(Some records)
— Start —

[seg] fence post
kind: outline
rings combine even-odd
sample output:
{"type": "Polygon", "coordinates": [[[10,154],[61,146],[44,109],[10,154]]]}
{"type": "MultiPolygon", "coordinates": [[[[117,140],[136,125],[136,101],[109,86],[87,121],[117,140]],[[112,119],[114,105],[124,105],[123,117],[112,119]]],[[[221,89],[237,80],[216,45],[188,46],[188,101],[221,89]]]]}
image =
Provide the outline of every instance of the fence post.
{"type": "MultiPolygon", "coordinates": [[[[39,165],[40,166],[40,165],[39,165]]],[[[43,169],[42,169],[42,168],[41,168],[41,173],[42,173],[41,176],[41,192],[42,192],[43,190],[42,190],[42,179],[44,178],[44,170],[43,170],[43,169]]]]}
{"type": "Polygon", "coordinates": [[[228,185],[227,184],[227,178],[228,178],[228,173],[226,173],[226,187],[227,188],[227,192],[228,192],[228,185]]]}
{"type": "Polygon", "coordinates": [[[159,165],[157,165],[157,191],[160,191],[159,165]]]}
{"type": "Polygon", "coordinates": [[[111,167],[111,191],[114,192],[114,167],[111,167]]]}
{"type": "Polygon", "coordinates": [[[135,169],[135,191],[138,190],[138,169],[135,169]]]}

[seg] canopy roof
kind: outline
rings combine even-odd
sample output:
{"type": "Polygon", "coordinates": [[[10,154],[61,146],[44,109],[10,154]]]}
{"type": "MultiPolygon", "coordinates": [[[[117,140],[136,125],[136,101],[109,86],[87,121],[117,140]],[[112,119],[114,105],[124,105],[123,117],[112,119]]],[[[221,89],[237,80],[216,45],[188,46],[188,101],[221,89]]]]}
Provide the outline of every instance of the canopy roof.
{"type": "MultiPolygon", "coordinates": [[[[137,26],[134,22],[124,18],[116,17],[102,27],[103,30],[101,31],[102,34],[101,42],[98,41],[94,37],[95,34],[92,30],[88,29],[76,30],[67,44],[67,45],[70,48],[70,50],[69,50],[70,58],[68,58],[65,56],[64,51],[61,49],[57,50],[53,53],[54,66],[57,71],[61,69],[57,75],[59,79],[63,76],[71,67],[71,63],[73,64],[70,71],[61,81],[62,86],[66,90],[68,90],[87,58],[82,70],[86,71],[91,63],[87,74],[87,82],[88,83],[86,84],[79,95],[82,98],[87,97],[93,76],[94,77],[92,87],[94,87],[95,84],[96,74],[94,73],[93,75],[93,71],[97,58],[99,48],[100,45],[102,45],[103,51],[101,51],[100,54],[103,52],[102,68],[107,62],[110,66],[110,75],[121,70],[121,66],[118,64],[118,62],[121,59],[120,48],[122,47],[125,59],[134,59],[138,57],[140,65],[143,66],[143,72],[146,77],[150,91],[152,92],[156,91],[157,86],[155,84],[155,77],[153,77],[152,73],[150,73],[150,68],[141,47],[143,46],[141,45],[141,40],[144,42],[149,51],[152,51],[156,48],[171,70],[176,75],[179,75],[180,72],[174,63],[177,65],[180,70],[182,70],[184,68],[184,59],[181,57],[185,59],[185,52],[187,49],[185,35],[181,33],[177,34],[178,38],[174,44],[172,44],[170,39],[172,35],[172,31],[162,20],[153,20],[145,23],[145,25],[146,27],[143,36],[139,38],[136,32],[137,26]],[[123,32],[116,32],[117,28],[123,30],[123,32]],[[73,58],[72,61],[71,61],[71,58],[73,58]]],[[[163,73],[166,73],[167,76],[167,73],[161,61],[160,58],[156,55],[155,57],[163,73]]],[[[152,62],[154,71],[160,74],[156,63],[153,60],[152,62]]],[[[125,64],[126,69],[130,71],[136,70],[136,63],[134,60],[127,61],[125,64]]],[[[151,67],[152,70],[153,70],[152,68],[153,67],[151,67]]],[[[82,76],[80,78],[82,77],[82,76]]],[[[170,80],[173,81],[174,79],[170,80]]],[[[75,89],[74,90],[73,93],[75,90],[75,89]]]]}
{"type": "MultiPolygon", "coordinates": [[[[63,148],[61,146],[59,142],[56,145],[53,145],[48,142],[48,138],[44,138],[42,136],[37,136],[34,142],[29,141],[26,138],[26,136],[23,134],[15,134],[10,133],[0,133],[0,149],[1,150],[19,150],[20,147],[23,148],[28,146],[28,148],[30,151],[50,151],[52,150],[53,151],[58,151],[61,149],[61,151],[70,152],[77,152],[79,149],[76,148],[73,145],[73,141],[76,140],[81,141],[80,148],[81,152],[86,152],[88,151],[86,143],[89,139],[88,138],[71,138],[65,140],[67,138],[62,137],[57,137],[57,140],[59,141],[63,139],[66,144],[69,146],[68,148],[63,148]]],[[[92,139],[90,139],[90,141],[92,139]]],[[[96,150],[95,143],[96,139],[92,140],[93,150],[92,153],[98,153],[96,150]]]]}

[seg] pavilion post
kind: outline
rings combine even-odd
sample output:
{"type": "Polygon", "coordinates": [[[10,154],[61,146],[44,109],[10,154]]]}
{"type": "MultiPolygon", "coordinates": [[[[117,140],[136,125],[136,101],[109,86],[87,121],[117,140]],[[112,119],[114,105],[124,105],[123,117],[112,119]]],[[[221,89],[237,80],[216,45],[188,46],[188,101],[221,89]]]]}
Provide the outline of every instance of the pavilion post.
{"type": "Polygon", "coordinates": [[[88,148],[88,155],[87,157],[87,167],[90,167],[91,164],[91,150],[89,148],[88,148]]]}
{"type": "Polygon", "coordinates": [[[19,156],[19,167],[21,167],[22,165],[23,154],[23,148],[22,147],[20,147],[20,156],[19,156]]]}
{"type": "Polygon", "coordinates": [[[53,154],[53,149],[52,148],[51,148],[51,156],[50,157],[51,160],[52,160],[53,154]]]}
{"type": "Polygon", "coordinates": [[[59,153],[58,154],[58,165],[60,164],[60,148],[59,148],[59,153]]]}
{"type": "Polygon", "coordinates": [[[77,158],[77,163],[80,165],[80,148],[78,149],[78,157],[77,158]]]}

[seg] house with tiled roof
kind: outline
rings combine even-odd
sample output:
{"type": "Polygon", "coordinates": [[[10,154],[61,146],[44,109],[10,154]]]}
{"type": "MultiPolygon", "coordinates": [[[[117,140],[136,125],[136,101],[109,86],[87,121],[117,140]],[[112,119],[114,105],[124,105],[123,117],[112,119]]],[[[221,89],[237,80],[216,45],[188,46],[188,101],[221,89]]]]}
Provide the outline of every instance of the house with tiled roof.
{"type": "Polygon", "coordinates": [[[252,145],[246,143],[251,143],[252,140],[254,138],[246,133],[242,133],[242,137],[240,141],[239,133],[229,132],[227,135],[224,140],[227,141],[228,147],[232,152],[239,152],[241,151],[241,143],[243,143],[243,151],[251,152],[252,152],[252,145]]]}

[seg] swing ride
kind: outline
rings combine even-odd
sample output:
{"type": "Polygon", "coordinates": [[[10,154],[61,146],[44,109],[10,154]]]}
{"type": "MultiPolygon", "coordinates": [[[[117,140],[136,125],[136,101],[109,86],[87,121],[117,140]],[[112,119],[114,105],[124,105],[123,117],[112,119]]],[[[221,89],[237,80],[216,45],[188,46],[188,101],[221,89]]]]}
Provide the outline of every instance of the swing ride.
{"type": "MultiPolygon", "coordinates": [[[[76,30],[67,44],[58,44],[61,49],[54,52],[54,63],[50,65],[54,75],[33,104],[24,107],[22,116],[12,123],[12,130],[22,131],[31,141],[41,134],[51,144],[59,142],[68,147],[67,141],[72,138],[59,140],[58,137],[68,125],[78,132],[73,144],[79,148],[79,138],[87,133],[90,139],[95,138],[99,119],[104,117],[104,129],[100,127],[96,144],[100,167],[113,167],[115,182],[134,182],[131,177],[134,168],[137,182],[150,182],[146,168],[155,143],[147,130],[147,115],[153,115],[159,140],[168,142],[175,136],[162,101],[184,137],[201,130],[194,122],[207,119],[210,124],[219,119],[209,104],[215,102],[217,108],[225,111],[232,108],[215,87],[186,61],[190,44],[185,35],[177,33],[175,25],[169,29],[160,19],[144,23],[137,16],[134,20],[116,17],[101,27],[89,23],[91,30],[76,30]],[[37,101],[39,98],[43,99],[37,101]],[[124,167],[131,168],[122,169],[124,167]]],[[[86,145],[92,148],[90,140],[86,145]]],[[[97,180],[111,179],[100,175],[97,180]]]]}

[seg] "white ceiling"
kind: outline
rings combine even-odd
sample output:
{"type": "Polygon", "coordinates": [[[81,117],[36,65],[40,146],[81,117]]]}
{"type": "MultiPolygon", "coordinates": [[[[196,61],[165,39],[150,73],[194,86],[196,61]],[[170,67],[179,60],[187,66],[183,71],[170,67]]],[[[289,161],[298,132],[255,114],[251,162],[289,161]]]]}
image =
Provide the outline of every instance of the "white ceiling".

— End —

## [TASK OBJECTIVE]
Change "fence post" to "gate post" in the records, starting at the first line and ending at the line that contains "Provide the outline of every instance of the fence", and leave everything else unchanged.

## [FULL OUTPUT]
[seg] gate post
kind: outline
rings combine even-odd
sample output:
{"type": "Polygon", "coordinates": [[[10,154],[61,146],[44,109],[10,154]]]}
{"type": "MultiPolygon", "coordinates": [[[[117,140],[136,125],[136,101],[109,86],[87,121],[117,140]],[[112,119],[114,105],[124,105],[123,117],[112,119]]],[[[221,89],[237,80],[216,45],[188,46],[188,101],[221,89]]]]}
image =
Provide the outline of every instance of the gate post.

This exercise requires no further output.